• _Extract provided_
_ _ _ _ _
Even second-hand exposure to cigarette smoke can cause problems. For example, strong associations have been found between second-hand smoke and low birth weight and premature birth. Exposure during the postnatal period has been associated with a number of physical health outcomes, including Sudden Infant Death Syndrome, respiratory illnesses (asthma, respiratory infections, and bronchitis), ear infections, cavities, and increased medical visits and hospitalizations.
Alcohol is one of the most widely abused substances during pregnancy, and its effects on fetal development and infant outcomes have been well studied. More information on alcohol and pregnancy can be found on the National Institute on Alcohol Abuse and Alcoholism's website at http://pubs.niaaa.nih.gov/publications/DrinkingPregnancy_HTML/pregnancy.htm
Cocaine, Marijuana, and Other Illicit Drugs
Illicit drug use during pregnancy has been associated with a variety of adverse effects, though more research is needed to draw causal connections. Effects may be subtle, and generally range from low birth weight to developmental deficits affecting behavior and cognition. For example, impaired attention, language, and learning skills, as well as behavioral problems, have been seen in children exposed to cocaine and marijuana, all of which can affect success in school. Methamphetamine exposure has been associated with fetal growth restriction, decreased arousal, and poor quality of movement in infants. And although use of heroin (an opiate) during pregnancy has been associated with low birth weight, the impact of prescription opiate abuse on pregnancy outcomes is not well understood.
_ _ _ _ _
• _Stored records_

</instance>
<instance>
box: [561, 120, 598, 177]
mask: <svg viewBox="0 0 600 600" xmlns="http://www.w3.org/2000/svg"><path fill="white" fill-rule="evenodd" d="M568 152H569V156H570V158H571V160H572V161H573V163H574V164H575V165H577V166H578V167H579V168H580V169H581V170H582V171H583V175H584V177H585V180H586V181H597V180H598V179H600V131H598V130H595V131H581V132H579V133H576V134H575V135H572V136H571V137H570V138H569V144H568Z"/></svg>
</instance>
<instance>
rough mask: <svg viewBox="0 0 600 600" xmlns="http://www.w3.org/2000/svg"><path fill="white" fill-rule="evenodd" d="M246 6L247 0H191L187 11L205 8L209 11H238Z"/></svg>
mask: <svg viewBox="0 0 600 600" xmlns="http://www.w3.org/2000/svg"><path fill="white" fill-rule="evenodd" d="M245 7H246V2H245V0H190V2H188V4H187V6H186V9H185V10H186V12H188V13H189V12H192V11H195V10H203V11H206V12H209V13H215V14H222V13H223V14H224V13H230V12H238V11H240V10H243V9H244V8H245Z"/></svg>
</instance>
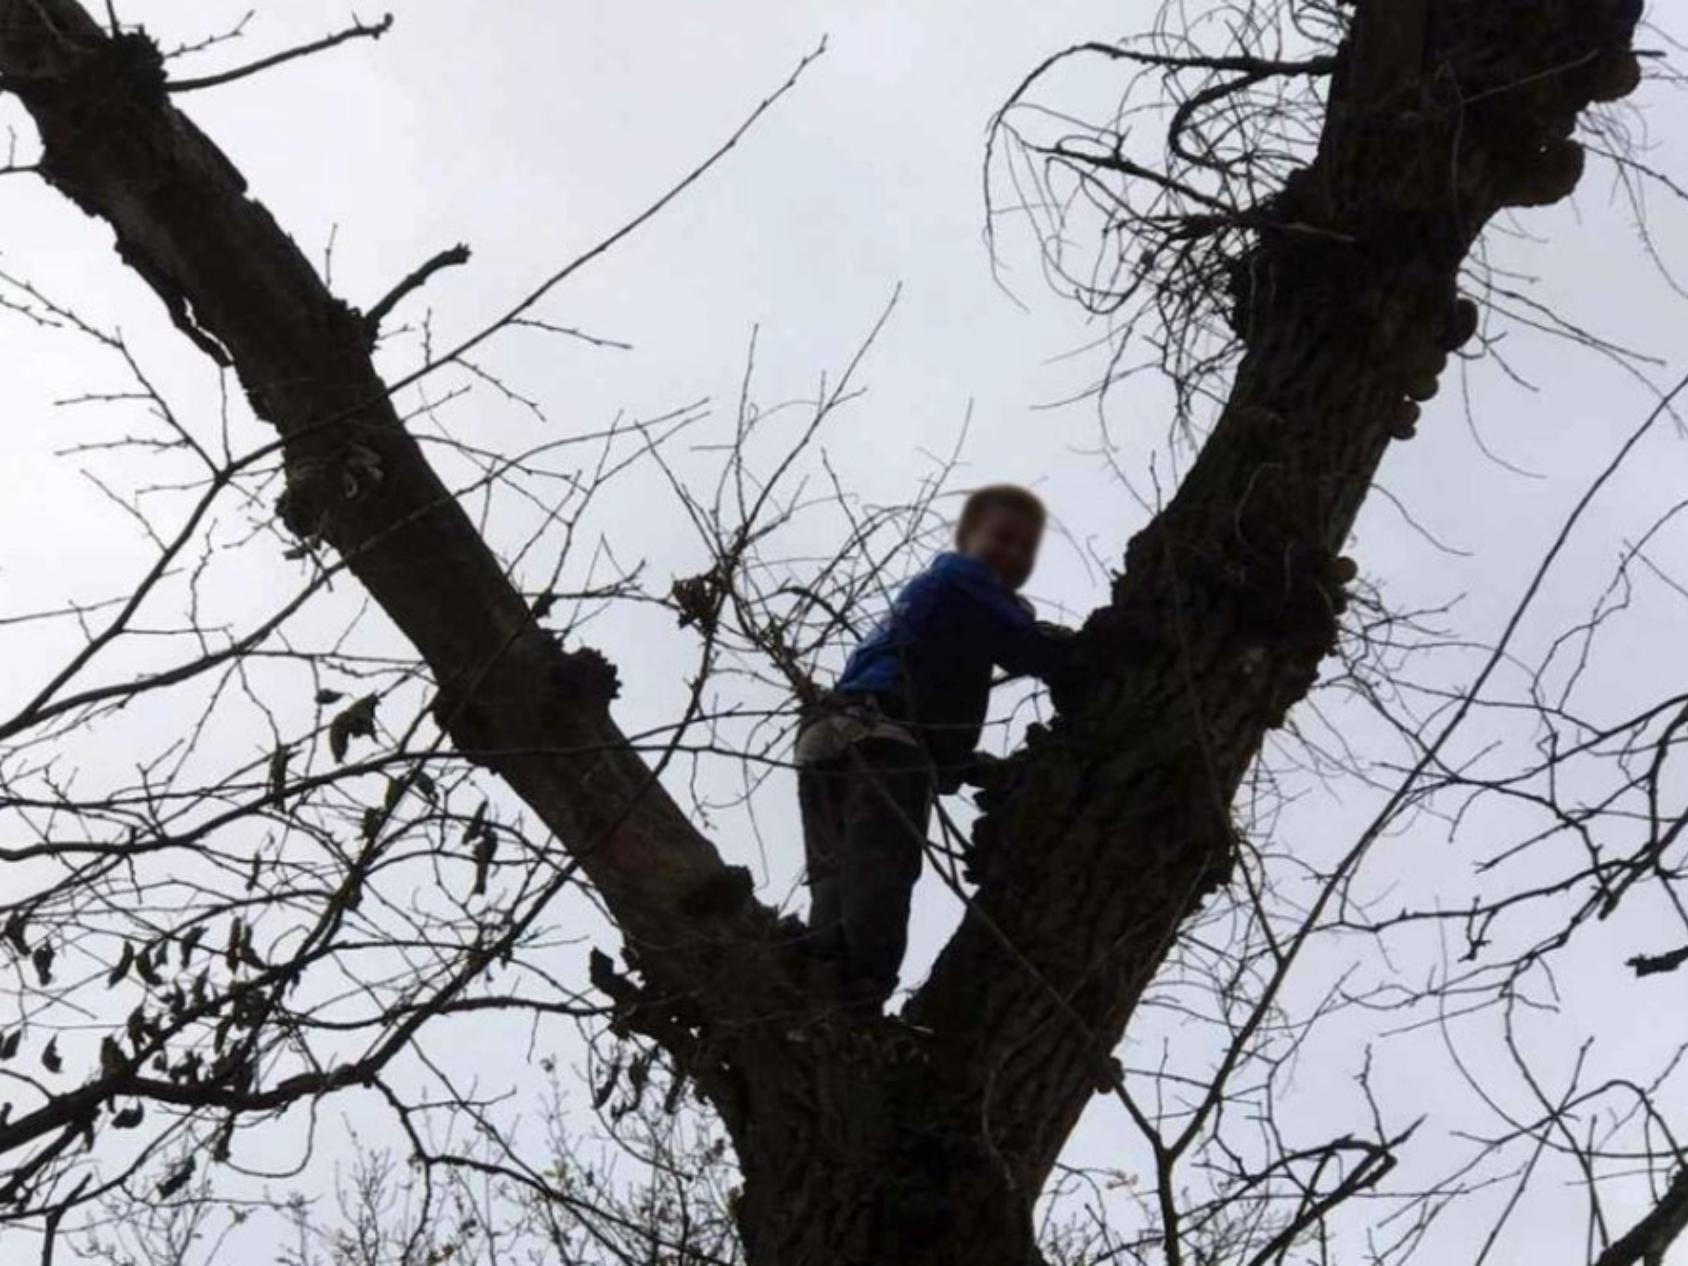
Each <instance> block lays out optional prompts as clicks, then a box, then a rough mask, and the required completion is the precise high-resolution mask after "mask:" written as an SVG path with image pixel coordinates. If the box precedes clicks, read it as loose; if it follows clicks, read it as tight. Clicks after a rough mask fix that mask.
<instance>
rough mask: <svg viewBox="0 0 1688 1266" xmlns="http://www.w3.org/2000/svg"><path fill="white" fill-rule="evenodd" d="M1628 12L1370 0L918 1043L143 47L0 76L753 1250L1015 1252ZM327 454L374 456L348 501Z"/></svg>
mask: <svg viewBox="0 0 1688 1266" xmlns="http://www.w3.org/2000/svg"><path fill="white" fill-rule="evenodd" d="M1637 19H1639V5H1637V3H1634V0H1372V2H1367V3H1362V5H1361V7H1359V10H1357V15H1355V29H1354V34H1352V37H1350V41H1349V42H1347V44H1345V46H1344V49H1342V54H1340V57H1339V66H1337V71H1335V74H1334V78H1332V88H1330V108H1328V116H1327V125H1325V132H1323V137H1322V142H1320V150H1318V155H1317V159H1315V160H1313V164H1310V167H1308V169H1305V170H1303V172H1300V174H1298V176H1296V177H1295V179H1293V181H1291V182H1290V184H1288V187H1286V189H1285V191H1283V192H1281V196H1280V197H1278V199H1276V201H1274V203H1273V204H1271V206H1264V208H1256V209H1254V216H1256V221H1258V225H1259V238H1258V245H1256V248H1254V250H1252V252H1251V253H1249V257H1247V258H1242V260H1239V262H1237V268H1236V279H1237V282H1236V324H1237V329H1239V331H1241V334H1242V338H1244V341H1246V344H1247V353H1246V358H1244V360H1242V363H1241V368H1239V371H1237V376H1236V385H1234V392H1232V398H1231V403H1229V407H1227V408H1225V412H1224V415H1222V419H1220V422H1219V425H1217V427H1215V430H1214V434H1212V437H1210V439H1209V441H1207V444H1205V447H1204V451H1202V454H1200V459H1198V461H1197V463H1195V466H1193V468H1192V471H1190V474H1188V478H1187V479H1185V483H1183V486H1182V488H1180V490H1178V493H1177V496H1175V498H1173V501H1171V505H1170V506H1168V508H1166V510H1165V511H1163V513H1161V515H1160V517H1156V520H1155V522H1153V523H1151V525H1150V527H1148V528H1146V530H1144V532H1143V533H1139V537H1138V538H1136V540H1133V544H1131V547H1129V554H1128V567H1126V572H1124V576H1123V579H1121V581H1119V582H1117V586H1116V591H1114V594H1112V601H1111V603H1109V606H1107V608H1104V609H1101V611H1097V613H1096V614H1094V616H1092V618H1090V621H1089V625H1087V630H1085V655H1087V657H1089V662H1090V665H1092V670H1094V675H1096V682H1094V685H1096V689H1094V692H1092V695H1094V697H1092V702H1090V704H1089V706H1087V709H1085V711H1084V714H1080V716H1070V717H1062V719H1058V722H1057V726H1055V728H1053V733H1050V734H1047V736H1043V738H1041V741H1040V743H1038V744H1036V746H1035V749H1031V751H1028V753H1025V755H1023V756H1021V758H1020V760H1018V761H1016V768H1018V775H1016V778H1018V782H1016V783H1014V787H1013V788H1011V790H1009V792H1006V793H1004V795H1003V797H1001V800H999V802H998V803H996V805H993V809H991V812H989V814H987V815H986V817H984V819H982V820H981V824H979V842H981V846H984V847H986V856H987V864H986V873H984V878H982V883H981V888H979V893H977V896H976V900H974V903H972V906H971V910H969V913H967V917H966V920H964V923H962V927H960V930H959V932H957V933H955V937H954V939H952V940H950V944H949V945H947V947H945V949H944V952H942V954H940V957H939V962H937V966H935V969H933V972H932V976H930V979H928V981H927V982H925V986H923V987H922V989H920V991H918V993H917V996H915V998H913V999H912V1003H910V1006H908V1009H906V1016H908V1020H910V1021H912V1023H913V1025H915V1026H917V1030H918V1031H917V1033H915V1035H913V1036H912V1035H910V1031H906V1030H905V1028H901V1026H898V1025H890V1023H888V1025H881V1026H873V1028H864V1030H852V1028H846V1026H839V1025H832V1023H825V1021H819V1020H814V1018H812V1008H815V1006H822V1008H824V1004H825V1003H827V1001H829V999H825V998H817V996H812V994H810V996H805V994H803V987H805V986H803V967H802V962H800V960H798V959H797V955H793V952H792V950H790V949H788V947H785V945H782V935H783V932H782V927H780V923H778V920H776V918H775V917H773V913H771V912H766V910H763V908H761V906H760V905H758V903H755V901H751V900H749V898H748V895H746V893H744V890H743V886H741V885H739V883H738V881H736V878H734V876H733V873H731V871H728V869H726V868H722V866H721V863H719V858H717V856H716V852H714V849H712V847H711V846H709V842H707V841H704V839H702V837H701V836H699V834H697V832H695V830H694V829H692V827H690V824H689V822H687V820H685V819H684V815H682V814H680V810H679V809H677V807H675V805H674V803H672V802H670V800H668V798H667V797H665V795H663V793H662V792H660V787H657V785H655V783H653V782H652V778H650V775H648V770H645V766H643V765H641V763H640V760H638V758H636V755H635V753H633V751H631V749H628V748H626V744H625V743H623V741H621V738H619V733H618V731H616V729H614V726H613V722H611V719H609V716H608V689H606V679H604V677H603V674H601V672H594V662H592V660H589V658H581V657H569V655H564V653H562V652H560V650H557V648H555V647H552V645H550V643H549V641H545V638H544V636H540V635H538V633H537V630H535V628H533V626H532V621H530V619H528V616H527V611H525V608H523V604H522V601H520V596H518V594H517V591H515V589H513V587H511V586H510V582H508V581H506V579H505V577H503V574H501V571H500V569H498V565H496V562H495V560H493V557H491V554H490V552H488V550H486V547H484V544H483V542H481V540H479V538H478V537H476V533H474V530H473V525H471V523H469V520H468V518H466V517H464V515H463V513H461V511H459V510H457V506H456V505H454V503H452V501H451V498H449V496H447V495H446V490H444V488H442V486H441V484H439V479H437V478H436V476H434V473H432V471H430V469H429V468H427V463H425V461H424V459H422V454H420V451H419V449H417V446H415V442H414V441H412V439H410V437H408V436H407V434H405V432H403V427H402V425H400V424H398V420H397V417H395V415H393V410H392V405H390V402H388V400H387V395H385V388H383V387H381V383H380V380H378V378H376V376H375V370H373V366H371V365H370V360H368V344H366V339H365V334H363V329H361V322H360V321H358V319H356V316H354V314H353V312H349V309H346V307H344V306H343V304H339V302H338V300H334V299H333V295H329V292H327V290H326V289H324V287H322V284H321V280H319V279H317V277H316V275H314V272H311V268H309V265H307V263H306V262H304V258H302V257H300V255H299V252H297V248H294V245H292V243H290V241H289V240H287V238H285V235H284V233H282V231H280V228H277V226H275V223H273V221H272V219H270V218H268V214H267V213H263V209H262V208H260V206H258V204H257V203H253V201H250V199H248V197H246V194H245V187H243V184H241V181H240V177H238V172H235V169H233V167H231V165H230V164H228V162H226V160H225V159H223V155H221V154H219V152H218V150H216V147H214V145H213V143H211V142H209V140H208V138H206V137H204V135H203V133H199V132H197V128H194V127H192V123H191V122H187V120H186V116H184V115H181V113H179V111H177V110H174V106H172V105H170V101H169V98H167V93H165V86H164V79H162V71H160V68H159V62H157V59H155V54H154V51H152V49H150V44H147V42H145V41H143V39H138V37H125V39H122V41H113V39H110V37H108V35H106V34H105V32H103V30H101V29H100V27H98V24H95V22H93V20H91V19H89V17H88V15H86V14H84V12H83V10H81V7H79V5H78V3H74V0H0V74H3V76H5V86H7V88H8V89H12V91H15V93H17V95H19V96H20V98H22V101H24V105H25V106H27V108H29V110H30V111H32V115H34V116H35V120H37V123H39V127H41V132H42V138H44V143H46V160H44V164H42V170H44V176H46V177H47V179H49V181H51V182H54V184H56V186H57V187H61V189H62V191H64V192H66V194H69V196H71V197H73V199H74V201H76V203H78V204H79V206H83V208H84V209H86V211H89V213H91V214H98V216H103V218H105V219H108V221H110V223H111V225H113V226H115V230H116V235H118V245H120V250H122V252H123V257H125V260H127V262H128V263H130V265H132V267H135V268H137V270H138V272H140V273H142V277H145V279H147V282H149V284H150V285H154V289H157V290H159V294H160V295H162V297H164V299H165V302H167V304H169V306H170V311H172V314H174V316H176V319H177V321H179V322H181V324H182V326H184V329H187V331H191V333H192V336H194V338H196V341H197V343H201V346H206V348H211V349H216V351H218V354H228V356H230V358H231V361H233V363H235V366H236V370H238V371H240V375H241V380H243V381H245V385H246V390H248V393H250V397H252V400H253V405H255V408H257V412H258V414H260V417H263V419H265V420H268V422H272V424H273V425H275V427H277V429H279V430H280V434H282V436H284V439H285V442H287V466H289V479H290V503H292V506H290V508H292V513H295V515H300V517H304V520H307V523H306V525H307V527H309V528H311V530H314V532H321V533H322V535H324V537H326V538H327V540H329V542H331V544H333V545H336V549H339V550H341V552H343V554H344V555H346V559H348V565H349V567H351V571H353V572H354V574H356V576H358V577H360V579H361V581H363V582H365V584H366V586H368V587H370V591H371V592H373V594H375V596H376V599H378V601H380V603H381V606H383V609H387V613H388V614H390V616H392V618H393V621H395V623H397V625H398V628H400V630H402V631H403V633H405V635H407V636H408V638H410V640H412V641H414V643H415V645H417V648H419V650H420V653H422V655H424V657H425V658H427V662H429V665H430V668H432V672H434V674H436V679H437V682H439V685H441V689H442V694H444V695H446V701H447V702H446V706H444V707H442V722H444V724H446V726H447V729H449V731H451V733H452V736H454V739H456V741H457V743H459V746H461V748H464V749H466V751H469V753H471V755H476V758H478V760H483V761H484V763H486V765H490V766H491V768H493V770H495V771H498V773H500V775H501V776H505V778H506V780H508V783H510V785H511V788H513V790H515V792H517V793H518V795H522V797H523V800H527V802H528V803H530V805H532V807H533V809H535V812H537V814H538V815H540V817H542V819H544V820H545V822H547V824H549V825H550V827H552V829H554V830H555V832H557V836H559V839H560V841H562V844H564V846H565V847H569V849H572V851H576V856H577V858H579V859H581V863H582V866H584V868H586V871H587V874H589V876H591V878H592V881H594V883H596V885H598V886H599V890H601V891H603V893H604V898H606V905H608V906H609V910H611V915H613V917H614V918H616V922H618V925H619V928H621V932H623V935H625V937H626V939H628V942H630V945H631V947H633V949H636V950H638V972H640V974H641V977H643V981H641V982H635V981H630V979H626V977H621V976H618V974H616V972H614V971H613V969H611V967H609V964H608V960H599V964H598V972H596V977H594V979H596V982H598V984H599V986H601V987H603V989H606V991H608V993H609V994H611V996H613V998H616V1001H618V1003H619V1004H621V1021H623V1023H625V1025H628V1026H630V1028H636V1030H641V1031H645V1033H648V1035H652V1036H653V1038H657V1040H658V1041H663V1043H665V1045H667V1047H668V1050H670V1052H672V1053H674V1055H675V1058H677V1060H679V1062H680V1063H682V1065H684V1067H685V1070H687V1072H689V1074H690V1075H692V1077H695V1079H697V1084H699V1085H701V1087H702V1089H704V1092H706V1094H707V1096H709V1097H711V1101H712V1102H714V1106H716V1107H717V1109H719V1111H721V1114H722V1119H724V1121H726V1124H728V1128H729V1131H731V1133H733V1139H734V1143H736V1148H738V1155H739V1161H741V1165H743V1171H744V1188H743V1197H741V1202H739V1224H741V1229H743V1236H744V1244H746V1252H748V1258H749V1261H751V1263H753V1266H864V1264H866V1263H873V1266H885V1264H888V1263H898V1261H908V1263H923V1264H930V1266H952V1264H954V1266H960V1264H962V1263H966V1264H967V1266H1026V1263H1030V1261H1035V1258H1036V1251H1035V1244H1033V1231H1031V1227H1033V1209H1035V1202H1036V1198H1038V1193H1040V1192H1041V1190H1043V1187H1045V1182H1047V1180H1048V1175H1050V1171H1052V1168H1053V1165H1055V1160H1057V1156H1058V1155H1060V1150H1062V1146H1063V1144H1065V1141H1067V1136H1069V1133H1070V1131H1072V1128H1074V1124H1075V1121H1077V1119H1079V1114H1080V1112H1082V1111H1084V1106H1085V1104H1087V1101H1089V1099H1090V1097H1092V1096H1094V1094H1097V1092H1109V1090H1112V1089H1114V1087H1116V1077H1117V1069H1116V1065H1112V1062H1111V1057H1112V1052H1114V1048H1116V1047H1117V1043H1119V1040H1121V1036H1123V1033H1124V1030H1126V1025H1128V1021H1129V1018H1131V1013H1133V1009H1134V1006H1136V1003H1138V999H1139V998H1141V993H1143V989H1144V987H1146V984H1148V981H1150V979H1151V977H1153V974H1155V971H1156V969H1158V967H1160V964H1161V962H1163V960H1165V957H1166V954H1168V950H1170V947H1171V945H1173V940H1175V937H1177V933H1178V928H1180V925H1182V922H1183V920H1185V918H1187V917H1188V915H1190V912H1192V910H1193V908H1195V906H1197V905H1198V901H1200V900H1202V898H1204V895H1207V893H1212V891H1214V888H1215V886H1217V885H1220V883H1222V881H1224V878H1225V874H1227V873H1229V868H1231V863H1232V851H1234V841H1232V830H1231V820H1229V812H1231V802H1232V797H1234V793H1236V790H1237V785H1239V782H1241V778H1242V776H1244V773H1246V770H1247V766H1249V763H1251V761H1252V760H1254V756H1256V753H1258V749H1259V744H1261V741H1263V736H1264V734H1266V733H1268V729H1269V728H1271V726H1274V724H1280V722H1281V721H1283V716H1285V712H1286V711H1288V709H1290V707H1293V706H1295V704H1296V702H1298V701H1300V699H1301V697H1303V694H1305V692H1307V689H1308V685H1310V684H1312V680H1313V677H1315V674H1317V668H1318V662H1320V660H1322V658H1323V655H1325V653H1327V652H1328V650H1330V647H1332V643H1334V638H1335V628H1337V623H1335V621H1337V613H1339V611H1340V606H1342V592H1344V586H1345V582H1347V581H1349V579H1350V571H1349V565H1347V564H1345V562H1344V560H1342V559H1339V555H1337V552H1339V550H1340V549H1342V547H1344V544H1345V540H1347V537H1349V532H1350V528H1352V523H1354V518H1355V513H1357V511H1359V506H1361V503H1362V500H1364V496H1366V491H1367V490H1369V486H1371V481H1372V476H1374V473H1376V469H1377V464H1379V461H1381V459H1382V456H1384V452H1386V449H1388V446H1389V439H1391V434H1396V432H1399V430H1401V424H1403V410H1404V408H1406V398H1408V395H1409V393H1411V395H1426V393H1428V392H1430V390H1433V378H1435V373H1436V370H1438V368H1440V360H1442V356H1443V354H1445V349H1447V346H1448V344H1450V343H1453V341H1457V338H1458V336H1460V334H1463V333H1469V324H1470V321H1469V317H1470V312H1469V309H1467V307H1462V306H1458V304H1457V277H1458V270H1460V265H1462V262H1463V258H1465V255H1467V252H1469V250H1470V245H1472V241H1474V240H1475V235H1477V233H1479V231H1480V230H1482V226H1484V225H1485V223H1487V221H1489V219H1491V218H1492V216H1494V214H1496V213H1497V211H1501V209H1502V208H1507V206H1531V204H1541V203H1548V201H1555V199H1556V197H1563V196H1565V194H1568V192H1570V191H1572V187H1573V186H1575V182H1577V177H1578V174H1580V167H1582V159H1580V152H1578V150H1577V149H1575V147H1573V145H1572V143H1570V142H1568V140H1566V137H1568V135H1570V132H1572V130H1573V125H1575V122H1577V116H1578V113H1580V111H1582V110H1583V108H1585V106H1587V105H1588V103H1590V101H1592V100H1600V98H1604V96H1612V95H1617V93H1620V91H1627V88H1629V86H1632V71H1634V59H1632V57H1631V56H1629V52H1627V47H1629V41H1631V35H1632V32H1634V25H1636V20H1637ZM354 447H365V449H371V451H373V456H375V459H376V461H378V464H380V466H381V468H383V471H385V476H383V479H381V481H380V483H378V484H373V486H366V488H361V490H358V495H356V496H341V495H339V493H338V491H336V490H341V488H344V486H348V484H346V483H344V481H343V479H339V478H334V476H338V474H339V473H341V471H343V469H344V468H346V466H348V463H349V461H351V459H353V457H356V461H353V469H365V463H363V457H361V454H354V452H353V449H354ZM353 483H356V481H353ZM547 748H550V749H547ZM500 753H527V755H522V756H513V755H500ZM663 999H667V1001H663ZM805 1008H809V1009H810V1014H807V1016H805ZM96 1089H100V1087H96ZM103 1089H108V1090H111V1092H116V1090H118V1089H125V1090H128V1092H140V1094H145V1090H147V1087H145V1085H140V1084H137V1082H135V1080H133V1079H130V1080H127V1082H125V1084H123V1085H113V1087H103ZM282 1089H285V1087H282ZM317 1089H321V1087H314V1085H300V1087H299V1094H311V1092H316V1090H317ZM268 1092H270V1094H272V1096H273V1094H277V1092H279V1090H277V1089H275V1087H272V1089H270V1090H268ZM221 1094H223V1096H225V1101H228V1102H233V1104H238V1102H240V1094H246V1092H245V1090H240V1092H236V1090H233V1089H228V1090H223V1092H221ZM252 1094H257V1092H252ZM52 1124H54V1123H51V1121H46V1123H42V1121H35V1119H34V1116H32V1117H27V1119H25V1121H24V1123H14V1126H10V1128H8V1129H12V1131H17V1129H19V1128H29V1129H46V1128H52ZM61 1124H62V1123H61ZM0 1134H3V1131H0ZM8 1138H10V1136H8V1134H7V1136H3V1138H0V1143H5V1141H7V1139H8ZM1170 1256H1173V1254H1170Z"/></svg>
_ _ _ _ _
• _Required action A_
Answer these about the extract on prenatal substance exposure:
(i) Which two birth outcomes have been strongly associated with second-hand smoke?
(ii) Which substance does it call one of the most widely abused during pregnancy?
(iii) What three effects in infants has methamphetamine exposure been associated with?
• _Required action B_
Could you write out the part of the extract on prenatal substance exposure that opens with the words containing "Even second-hand exposure" and closes with "visits and hospitalizations."?

• _Answer area A_
(i) Low birth weight and premature birth.
(ii) Alcohol.
(iii) Fetal growth restriction, decreased arousal, and poor quality of movement.

• _Answer area B_
Even second-hand exposure to cigarette smoke can cause problems. For example, strong associations have been found between second-hand smoke and low birth weight and premature birth. Exposure during the postnatal period has been associated with a number of physical health outcomes, including Sudden Infant Death Syndrome, respiratory illnesses (asthma, respiratory infections, and bronchitis), ear infections, cavities, and increased medical visits and hospitalizations.